Data extracted from a collection:
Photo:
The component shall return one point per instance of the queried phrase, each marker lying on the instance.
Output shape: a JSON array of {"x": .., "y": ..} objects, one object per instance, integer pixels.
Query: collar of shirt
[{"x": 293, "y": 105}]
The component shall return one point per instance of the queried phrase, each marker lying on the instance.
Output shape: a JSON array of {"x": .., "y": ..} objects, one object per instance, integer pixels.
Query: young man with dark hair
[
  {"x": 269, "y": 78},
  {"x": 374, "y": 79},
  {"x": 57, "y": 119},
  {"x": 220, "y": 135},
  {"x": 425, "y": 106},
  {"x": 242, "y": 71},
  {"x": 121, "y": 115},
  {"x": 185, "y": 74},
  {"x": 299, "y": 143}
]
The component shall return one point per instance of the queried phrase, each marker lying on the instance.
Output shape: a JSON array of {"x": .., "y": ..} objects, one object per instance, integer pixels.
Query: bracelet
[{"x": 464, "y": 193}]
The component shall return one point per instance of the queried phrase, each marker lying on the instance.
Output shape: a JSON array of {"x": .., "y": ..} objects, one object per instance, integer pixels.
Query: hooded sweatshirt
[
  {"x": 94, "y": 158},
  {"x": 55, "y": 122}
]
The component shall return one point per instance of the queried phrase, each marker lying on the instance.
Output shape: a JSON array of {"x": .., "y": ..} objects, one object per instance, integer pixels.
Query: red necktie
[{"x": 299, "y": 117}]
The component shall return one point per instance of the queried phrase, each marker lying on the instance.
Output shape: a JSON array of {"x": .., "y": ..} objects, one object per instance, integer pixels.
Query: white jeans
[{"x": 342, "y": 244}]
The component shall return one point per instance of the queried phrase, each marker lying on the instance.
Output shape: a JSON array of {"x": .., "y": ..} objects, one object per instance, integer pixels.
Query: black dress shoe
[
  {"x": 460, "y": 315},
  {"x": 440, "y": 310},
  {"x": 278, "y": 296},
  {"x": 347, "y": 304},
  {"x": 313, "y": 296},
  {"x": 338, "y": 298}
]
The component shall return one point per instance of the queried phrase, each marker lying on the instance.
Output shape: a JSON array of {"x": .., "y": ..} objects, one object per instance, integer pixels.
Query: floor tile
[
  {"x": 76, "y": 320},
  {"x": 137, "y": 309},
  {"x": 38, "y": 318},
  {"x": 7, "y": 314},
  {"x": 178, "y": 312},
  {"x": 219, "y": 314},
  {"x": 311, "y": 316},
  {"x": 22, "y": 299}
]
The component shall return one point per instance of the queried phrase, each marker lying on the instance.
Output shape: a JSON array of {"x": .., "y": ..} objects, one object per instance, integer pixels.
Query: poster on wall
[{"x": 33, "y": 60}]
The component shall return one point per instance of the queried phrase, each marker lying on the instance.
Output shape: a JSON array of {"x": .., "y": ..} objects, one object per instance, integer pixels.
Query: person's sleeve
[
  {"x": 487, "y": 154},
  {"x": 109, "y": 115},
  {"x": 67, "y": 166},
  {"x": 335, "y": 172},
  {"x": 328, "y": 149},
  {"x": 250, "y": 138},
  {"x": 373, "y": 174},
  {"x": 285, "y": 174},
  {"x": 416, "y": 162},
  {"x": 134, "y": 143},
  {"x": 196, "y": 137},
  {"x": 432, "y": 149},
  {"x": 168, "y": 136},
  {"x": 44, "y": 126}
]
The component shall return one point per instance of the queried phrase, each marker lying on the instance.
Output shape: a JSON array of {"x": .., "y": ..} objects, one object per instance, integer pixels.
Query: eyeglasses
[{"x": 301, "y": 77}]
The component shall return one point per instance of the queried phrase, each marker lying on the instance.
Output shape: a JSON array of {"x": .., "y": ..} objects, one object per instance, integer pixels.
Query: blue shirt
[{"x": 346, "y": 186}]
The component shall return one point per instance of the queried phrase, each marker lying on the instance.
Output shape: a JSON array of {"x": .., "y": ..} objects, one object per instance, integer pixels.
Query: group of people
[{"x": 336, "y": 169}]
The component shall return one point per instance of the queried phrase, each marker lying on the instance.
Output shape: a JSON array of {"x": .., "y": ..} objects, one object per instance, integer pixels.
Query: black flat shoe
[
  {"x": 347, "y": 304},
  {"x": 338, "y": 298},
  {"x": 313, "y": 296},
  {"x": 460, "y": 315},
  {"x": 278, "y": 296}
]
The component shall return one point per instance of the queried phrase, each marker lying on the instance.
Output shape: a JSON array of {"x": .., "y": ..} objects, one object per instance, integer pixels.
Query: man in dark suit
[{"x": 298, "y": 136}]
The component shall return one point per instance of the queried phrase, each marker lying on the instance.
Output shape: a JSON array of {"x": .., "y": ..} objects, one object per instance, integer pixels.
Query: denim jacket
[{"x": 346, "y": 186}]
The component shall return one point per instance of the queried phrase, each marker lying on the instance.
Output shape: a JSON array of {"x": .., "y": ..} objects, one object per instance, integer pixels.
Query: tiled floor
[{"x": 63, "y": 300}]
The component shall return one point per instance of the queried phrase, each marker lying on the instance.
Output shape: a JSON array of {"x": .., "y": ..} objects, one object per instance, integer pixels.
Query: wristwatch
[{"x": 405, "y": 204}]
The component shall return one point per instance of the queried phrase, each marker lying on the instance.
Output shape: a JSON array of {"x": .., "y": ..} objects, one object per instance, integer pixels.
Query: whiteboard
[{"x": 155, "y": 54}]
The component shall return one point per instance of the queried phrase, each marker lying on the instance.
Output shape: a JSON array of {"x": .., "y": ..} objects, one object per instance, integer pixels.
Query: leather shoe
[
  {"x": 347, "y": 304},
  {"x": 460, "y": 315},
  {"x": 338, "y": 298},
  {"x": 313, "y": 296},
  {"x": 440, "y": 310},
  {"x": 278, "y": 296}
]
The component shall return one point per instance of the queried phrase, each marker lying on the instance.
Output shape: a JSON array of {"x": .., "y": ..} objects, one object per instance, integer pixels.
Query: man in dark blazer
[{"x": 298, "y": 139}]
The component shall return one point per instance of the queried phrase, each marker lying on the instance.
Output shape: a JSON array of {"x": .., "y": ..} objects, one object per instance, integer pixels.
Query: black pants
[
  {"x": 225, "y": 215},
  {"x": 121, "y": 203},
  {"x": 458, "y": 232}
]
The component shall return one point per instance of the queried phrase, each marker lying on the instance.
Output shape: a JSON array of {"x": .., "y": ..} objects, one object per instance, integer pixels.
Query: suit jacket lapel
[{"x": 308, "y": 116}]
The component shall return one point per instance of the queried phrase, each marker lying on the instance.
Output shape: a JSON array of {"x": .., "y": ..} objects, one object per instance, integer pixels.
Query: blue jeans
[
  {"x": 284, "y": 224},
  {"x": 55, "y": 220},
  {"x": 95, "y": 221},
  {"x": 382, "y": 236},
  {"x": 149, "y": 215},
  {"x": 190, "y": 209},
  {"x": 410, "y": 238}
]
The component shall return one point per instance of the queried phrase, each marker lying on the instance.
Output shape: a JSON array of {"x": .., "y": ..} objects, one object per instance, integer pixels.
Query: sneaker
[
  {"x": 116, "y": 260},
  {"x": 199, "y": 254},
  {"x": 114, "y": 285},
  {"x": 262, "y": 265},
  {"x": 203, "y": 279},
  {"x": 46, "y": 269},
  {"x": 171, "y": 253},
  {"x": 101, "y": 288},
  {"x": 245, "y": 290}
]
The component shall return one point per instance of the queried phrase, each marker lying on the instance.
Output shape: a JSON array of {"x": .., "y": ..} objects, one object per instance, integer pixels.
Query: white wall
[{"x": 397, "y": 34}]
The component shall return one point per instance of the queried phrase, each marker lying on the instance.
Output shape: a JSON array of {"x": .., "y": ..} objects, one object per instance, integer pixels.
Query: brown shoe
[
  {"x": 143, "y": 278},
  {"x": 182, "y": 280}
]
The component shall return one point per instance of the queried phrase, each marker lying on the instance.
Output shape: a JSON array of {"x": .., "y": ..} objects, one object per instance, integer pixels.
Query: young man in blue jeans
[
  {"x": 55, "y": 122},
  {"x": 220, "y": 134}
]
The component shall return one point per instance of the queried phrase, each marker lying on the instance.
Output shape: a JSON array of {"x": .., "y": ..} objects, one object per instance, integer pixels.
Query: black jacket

SHORT EXERCISE ->
Which lines above contain the word "jacket"? Copy each of them.

IN RESPONSE ->
Query: denim jacket
Query: suit jacket lapel
Query: black jacket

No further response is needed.